# Problem:
Reproduce every line below character for character, but leave the pictures out.

##### Entries supplied #####

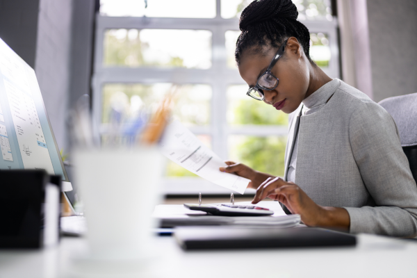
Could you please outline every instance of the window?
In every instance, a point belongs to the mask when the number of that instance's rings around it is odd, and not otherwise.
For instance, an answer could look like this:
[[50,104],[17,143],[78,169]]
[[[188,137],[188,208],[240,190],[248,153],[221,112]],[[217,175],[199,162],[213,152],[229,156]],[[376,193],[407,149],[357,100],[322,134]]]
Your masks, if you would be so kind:
[[[97,17],[93,113],[102,140],[112,121],[178,90],[174,117],[224,159],[284,174],[287,115],[245,95],[234,60],[247,0],[101,0]],[[336,21],[327,0],[294,0],[311,31],[311,55],[339,77]],[[228,193],[167,163],[167,194]]]

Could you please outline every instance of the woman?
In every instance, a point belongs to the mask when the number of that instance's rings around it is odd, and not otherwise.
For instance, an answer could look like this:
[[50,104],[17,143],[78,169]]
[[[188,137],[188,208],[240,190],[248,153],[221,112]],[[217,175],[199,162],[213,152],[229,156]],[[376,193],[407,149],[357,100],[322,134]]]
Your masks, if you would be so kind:
[[415,237],[417,187],[393,120],[313,62],[297,15],[289,0],[253,1],[236,50],[247,95],[290,114],[284,178],[231,161],[220,170],[252,181],[252,203],[278,200],[308,226]]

#####

# Response below:
Could you please outline every instance of the window?
In every instance, a point belongs to the mask when the number of that instance's rings around it is odd, and not otherwise.
For instance, an answer could look like this:
[[50,104],[17,143],[78,169]]
[[[188,137],[188,208],[240,190],[248,153],[221,112]],[[217,175],[199,162],[213,152],[229,156]],[[376,193],[407,149],[357,100],[322,134]]]
Your masks, if you would be so kind:
[[[97,17],[93,113],[102,140],[112,121],[178,90],[174,117],[224,159],[284,174],[287,115],[245,95],[234,60],[247,0],[101,0]],[[336,21],[327,0],[294,0],[311,31],[311,55],[339,77]],[[228,193],[167,163],[167,194]]]

Could you please outline every instance of the woman?
In every instance, a point belongs to the mask when the number of that instance's rings around it is odd, and not otherwise.
For instance, an answer could look like this:
[[50,104],[17,143],[78,169]]
[[[188,137],[188,208],[240,190],[248,153],[221,112]],[[217,175],[199,162],[213,152],[229,156]],[[376,193],[407,149],[357,100],[322,134]]]
Your masks, if you would be so kind:
[[415,237],[417,187],[393,120],[313,62],[297,15],[289,0],[253,1],[236,50],[247,95],[290,114],[284,178],[231,161],[220,170],[252,181],[252,203],[278,200],[308,226]]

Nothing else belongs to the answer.